Short problem
Can you rewrite the lines of the listing starting with the line with "Localize rolled sleeve in this screenshot." and going on through the line with "470 489 491 553", requests included, and decrease every bounding-box coordinate in the answers by 5?

Material for this exercise
================================
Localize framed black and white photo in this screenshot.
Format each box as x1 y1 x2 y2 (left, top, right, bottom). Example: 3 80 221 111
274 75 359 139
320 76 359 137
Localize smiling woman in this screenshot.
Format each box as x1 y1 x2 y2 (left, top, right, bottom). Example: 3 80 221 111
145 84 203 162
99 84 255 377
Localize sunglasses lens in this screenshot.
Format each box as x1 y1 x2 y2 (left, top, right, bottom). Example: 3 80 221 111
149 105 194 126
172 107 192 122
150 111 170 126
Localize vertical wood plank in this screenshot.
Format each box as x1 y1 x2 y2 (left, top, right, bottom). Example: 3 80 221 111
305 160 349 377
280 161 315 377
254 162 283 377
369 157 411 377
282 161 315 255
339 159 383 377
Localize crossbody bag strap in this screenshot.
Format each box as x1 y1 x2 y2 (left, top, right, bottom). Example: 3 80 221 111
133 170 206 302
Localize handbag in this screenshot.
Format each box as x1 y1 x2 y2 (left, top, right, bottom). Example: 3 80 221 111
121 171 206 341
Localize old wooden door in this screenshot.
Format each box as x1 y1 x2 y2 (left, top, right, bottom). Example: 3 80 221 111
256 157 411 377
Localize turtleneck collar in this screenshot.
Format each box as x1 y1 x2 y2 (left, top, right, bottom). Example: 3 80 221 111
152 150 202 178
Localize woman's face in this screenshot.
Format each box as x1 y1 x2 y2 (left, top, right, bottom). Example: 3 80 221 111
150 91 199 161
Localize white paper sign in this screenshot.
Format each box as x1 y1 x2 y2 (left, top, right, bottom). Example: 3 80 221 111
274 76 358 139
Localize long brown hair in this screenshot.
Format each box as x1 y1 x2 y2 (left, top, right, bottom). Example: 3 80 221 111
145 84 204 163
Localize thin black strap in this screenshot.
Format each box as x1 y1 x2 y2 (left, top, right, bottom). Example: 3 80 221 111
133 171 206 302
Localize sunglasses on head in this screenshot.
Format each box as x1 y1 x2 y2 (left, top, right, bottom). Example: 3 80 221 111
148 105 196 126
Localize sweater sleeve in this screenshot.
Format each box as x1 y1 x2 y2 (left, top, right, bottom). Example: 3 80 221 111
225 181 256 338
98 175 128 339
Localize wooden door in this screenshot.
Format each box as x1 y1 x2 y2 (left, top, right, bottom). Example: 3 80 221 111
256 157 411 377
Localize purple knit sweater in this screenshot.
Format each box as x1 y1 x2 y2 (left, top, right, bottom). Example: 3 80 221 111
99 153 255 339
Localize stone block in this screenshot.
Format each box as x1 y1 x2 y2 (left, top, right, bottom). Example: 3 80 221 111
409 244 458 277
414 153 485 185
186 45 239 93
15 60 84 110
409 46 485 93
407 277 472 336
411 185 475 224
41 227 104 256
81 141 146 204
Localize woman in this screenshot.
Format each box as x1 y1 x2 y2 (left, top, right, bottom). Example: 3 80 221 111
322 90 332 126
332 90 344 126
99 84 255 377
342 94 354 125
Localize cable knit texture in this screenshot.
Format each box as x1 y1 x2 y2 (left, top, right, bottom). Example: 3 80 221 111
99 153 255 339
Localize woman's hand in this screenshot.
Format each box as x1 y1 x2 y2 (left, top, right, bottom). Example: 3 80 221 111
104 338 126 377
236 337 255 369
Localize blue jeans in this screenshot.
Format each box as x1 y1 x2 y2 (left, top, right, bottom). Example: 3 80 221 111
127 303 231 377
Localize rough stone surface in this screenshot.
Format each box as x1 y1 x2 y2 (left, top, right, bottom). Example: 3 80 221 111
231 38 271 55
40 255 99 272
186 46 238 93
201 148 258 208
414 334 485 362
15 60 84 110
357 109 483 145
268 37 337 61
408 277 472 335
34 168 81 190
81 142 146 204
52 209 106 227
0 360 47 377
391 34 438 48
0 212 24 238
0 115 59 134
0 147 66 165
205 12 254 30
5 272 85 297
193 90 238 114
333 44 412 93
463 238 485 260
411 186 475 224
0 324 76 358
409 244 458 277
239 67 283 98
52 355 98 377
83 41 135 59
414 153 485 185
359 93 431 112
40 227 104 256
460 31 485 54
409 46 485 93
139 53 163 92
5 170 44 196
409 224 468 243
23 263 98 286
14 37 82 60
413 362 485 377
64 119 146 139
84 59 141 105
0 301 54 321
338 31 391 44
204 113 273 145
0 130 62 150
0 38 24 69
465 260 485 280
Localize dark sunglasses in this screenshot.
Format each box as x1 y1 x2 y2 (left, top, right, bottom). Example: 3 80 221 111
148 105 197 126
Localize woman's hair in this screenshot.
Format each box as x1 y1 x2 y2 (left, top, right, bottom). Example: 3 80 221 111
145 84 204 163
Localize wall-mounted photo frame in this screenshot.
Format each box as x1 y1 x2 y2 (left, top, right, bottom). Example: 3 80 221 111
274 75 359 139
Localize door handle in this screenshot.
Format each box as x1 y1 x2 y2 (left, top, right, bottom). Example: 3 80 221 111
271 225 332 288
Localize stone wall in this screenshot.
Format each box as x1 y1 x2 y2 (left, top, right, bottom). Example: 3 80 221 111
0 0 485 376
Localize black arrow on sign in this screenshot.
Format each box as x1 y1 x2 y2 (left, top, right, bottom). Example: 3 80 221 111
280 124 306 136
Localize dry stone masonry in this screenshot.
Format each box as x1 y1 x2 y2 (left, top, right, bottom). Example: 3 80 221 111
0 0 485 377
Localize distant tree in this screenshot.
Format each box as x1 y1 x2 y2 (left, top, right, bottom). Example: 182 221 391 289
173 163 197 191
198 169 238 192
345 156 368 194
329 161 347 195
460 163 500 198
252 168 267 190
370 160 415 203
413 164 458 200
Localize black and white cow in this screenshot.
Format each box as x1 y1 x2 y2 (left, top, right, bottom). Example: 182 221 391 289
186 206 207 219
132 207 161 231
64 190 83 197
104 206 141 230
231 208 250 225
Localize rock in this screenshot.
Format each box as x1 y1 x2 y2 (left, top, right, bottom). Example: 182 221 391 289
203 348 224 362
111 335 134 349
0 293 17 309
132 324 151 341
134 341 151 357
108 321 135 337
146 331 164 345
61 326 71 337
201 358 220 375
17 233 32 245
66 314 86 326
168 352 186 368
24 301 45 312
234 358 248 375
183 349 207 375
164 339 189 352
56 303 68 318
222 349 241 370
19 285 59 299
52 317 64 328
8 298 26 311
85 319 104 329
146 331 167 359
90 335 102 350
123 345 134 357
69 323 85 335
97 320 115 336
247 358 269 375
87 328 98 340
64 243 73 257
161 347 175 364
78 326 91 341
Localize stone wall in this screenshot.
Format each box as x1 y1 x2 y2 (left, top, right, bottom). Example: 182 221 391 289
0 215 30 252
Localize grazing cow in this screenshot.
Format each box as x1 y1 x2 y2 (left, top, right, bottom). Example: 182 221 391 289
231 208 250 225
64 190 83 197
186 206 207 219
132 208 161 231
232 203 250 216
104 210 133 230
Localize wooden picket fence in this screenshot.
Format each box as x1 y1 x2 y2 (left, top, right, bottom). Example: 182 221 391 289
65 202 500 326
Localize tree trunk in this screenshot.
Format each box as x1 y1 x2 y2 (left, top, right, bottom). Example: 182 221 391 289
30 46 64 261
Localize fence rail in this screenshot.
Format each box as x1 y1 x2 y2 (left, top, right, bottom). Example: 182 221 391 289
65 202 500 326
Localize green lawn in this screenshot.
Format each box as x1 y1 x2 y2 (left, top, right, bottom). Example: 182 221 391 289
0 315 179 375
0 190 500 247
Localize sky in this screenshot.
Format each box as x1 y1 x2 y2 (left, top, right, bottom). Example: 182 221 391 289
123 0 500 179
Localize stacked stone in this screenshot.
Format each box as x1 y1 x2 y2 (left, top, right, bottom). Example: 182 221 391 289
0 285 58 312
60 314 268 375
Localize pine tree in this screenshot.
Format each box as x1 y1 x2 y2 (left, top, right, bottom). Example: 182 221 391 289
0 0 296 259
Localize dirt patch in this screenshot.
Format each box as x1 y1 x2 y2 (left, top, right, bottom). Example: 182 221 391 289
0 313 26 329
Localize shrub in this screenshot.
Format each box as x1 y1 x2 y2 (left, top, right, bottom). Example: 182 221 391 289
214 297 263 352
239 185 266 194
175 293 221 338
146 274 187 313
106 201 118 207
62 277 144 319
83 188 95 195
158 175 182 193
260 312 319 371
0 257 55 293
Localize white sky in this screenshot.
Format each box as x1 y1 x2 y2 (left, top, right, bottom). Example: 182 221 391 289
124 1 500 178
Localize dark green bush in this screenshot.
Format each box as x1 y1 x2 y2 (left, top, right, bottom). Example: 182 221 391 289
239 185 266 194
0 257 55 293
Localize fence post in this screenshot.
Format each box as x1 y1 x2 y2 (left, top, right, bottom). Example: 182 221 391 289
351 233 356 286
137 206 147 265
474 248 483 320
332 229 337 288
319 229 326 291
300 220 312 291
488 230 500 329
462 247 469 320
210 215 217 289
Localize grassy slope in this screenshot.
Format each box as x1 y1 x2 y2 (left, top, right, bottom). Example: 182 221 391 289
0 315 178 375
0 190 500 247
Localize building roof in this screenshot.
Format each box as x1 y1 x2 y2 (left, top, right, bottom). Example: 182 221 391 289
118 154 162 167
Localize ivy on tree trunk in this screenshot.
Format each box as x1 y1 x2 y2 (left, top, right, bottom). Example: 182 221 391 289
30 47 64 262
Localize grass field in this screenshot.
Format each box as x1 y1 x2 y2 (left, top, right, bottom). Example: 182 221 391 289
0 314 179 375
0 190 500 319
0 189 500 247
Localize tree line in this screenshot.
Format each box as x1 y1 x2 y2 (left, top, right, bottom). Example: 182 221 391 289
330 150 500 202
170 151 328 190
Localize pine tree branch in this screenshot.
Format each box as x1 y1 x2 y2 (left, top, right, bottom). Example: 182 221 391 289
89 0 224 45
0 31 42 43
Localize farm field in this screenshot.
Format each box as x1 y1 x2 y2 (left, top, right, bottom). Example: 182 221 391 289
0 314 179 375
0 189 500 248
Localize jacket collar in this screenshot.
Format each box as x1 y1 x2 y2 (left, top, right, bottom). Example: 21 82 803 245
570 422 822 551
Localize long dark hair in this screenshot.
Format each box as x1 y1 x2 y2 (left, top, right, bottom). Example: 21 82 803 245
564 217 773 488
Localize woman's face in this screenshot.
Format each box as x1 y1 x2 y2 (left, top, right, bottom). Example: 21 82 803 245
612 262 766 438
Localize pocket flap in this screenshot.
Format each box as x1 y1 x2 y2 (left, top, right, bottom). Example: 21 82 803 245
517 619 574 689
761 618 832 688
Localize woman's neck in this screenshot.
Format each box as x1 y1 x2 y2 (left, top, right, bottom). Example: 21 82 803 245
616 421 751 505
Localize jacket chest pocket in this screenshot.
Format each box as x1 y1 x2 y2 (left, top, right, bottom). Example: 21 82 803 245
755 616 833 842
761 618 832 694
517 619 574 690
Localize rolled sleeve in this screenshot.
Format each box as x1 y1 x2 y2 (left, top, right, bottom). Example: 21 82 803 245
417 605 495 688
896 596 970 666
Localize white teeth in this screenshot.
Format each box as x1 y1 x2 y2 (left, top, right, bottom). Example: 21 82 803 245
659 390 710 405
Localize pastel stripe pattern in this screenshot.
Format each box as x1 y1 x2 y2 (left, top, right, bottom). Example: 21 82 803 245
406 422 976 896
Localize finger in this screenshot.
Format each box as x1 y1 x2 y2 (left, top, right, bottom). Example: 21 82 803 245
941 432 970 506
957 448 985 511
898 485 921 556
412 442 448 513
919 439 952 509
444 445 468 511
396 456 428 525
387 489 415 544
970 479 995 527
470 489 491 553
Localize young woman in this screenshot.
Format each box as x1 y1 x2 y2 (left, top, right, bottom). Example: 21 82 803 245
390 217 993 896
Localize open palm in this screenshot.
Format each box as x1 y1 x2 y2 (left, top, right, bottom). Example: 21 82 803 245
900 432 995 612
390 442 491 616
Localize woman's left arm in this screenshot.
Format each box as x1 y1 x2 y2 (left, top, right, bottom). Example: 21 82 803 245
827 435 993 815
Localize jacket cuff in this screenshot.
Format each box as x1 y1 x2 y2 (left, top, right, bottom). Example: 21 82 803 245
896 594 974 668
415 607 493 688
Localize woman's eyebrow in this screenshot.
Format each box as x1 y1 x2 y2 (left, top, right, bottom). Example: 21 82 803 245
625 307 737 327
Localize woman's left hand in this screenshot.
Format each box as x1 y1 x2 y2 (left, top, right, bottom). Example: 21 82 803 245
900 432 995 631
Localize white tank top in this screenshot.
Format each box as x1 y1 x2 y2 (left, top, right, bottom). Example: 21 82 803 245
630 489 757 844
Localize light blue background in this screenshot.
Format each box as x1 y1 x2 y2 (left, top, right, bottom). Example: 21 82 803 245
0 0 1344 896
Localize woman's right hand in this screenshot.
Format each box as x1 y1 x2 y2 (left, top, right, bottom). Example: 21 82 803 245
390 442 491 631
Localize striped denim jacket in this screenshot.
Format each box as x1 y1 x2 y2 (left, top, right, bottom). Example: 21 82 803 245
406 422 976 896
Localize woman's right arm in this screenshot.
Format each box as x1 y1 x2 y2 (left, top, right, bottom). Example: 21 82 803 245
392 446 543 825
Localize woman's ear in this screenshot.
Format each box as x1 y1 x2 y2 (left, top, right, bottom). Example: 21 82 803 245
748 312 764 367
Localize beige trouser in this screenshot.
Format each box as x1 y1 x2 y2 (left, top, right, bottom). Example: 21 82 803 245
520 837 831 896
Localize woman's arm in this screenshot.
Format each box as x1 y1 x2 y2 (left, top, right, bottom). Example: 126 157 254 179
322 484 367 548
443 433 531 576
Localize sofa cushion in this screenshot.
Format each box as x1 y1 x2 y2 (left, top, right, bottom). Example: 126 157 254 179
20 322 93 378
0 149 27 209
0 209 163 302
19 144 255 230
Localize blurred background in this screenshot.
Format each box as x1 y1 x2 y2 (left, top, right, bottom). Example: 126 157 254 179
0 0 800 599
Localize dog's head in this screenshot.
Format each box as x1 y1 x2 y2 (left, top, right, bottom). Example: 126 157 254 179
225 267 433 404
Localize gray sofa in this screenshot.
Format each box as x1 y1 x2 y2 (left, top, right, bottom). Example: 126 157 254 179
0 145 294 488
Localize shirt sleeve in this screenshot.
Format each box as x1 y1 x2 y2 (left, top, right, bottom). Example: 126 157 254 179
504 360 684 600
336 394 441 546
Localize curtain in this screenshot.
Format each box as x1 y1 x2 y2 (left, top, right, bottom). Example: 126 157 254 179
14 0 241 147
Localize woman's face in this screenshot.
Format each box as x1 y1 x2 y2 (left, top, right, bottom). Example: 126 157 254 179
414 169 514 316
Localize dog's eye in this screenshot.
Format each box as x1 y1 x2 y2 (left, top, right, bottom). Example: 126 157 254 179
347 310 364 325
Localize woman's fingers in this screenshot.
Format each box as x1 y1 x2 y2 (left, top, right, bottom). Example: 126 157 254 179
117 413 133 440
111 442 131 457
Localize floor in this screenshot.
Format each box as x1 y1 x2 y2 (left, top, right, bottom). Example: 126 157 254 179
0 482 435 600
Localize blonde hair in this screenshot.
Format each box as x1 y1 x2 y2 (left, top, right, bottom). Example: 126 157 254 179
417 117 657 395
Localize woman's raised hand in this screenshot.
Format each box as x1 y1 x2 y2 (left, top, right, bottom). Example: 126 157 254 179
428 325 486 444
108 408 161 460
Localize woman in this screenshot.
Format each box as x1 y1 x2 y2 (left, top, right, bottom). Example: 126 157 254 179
================================
Completed exercise
Localize rolled sleeve in this screenshot.
Format each box as x1 y1 x2 y2 (left, top, right, bottom). Example: 21 82 803 245
412 600 490 683
891 591 965 661
Localize white teeth in this screenshot.
Format each box as x1 y1 x2 y2 (left, top, right, bottom). Example: 21 82 803 245
654 385 705 400
Localize pastel stripe pattern in this screenshot.
Format each box as x1 y1 x2 y2 (left, top, right, bottom). Example: 21 82 803 245
401 417 971 891
Localize finger in this screenshot.
Format each box as x1 y1 x2 y2 (left, top, right, bottom). Example: 21 82 803 245
936 427 965 501
952 443 980 506
893 480 916 551
407 437 443 508
914 434 947 504
439 440 463 506
391 451 423 520
382 484 410 539
965 474 990 522
465 484 486 548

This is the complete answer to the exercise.